(EXERCISE)
How many of the lines below contain the string "white"? Tally them and reply with the number alone.

Object position labeling entries:
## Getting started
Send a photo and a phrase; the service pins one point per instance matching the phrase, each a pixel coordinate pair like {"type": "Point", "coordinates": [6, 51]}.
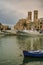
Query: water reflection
{"type": "Point", "coordinates": [29, 43]}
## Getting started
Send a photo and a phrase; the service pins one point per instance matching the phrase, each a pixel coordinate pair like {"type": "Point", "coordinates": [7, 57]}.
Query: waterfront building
{"type": "Point", "coordinates": [36, 24]}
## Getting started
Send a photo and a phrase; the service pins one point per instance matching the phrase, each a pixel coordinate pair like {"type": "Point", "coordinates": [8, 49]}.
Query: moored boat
{"type": "Point", "coordinates": [37, 53]}
{"type": "Point", "coordinates": [29, 33]}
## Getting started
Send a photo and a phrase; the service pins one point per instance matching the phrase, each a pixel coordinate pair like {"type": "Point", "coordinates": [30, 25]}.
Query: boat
{"type": "Point", "coordinates": [32, 53]}
{"type": "Point", "coordinates": [29, 33]}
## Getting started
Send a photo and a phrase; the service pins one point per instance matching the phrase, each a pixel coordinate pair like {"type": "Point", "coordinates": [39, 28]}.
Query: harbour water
{"type": "Point", "coordinates": [11, 50]}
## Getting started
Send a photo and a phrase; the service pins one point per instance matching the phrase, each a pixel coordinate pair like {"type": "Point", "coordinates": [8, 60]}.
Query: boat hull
{"type": "Point", "coordinates": [28, 54]}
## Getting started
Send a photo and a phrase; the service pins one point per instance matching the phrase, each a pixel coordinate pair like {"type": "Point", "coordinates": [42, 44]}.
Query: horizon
{"type": "Point", "coordinates": [13, 10]}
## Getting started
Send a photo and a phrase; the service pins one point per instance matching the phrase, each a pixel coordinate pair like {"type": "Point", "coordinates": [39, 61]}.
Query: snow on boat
{"type": "Point", "coordinates": [37, 53]}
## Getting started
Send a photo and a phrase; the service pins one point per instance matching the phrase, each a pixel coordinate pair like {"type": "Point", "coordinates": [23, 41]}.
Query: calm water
{"type": "Point", "coordinates": [11, 48]}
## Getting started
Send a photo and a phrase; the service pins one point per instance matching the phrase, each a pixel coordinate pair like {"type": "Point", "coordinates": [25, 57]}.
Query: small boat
{"type": "Point", "coordinates": [32, 53]}
{"type": "Point", "coordinates": [29, 33]}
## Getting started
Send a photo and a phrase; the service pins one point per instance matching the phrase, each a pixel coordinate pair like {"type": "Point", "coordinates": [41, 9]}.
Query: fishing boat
{"type": "Point", "coordinates": [29, 33]}
{"type": "Point", "coordinates": [32, 53]}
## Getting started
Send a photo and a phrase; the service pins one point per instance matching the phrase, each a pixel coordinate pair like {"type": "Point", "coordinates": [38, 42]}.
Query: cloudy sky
{"type": "Point", "coordinates": [13, 10]}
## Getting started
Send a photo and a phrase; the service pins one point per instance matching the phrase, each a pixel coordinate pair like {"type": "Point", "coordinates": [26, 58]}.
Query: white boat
{"type": "Point", "coordinates": [29, 33]}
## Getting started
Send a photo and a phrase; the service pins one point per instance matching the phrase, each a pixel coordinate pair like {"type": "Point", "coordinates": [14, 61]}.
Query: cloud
{"type": "Point", "coordinates": [12, 10]}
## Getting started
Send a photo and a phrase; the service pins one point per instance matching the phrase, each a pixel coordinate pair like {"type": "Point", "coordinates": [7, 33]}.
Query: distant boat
{"type": "Point", "coordinates": [29, 33]}
{"type": "Point", "coordinates": [37, 53]}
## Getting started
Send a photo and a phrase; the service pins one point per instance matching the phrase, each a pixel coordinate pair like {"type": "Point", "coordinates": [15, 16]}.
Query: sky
{"type": "Point", "coordinates": [13, 10]}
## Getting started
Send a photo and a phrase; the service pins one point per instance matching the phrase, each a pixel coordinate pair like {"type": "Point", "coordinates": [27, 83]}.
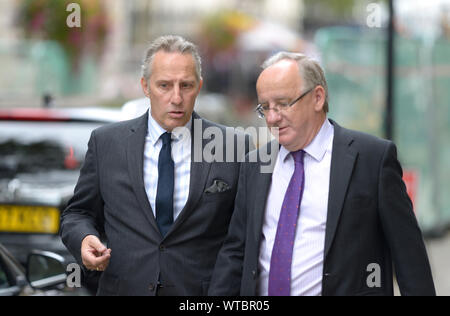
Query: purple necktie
{"type": "Point", "coordinates": [281, 260]}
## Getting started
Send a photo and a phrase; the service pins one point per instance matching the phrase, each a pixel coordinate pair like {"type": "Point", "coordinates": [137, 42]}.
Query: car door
{"type": "Point", "coordinates": [7, 287]}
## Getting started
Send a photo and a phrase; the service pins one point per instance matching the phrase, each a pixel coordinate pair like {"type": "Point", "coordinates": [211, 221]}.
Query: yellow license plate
{"type": "Point", "coordinates": [29, 219]}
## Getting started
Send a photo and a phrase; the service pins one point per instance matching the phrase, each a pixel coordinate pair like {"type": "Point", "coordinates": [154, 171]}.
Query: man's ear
{"type": "Point", "coordinates": [145, 87]}
{"type": "Point", "coordinates": [200, 85]}
{"type": "Point", "coordinates": [319, 98]}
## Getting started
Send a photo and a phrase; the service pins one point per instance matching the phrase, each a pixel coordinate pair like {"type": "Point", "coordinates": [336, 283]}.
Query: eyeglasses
{"type": "Point", "coordinates": [262, 110]}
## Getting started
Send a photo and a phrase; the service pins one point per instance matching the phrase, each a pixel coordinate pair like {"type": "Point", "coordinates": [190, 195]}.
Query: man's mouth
{"type": "Point", "coordinates": [176, 114]}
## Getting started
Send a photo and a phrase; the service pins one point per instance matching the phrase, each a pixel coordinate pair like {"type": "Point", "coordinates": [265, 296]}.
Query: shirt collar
{"type": "Point", "coordinates": [319, 145]}
{"type": "Point", "coordinates": [155, 130]}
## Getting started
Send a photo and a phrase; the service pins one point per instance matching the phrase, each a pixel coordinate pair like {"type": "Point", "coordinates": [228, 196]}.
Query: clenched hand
{"type": "Point", "coordinates": [94, 254]}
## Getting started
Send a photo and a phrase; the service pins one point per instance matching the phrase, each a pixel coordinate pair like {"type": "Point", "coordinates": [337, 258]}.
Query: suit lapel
{"type": "Point", "coordinates": [264, 181]}
{"type": "Point", "coordinates": [198, 177]}
{"type": "Point", "coordinates": [342, 162]}
{"type": "Point", "coordinates": [135, 158]}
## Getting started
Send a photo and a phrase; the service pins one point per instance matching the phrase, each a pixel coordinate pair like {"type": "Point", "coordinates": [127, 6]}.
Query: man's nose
{"type": "Point", "coordinates": [176, 96]}
{"type": "Point", "coordinates": [272, 117]}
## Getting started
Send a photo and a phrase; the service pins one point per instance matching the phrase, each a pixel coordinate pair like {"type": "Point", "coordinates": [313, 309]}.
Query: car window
{"type": "Point", "coordinates": [31, 147]}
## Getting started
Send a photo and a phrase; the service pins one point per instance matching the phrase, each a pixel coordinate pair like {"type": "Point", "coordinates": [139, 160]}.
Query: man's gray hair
{"type": "Point", "coordinates": [311, 72]}
{"type": "Point", "coordinates": [171, 44]}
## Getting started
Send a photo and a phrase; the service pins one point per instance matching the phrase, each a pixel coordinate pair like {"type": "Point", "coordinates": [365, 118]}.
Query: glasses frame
{"type": "Point", "coordinates": [260, 109]}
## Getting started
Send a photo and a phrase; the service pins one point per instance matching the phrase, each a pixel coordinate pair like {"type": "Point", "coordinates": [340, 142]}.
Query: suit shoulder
{"type": "Point", "coordinates": [364, 140]}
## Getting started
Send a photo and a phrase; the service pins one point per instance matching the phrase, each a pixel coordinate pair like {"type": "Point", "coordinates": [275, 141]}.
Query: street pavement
{"type": "Point", "coordinates": [439, 255]}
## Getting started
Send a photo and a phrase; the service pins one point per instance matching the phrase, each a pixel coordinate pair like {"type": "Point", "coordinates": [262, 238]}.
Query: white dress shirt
{"type": "Point", "coordinates": [181, 155]}
{"type": "Point", "coordinates": [307, 261]}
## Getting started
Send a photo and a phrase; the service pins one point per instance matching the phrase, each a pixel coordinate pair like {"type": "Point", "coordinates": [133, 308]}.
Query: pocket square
{"type": "Point", "coordinates": [217, 187]}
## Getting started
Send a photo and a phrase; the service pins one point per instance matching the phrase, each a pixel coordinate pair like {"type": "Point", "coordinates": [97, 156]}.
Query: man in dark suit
{"type": "Point", "coordinates": [333, 218]}
{"type": "Point", "coordinates": [164, 211]}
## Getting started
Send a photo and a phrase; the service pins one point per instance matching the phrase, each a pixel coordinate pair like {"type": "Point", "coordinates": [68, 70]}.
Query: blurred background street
{"type": "Point", "coordinates": [392, 82]}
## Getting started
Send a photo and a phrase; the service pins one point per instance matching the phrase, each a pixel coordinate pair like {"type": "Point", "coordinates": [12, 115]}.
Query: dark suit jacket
{"type": "Point", "coordinates": [370, 220]}
{"type": "Point", "coordinates": [110, 197]}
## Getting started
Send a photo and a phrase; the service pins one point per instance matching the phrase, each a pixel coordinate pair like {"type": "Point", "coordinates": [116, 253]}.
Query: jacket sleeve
{"type": "Point", "coordinates": [85, 208]}
{"type": "Point", "coordinates": [401, 229]}
{"type": "Point", "coordinates": [226, 279]}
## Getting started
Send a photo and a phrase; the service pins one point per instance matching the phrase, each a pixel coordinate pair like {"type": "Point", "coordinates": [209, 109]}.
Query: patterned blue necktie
{"type": "Point", "coordinates": [281, 260]}
{"type": "Point", "coordinates": [164, 193]}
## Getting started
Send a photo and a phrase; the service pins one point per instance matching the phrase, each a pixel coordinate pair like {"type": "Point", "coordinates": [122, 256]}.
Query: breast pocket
{"type": "Point", "coordinates": [361, 202]}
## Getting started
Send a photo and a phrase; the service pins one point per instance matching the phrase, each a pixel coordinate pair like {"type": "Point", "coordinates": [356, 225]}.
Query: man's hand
{"type": "Point", "coordinates": [94, 254]}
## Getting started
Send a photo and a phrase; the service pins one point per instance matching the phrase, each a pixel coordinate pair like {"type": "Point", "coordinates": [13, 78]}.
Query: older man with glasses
{"type": "Point", "coordinates": [333, 218]}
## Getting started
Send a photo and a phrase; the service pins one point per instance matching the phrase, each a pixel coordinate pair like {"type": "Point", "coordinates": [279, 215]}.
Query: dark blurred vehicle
{"type": "Point", "coordinates": [41, 152]}
{"type": "Point", "coordinates": [44, 274]}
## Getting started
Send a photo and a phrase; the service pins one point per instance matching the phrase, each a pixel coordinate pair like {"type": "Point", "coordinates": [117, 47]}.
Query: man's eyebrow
{"type": "Point", "coordinates": [276, 99]}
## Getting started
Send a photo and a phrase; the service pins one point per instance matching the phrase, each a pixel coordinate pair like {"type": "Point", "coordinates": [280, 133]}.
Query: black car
{"type": "Point", "coordinates": [41, 152]}
{"type": "Point", "coordinates": [44, 274]}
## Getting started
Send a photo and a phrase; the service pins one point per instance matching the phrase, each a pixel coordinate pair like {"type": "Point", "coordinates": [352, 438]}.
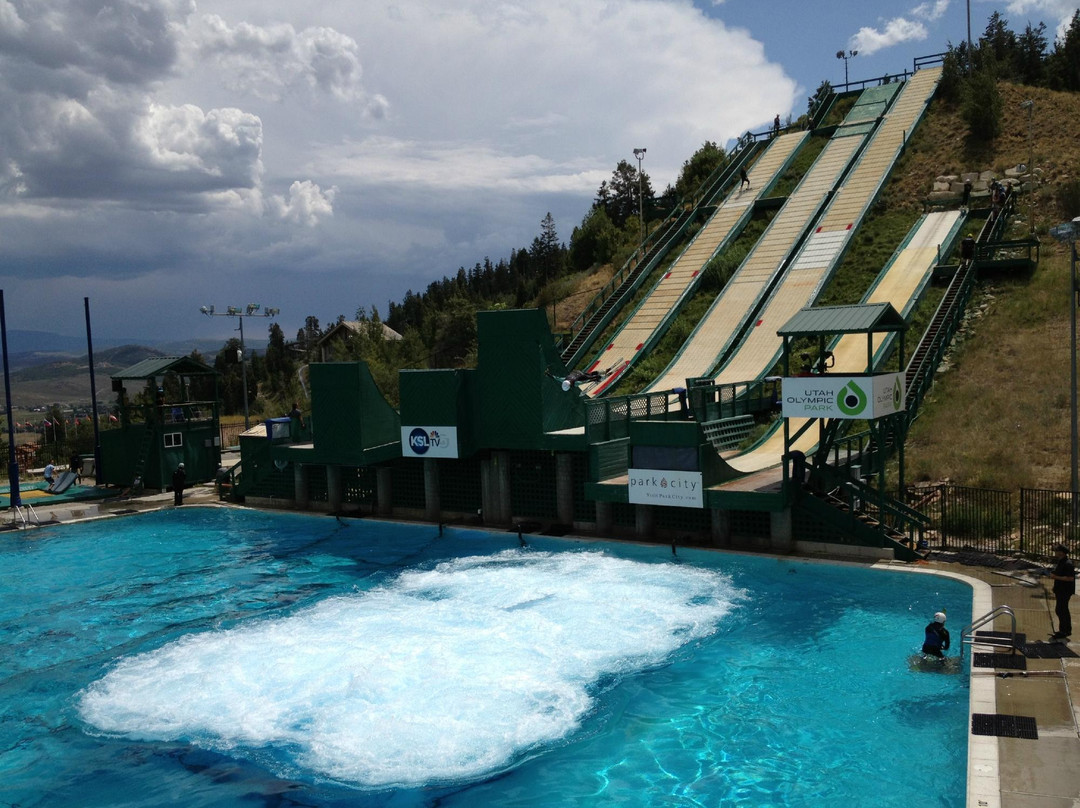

(EXPECTED OUTPUT)
2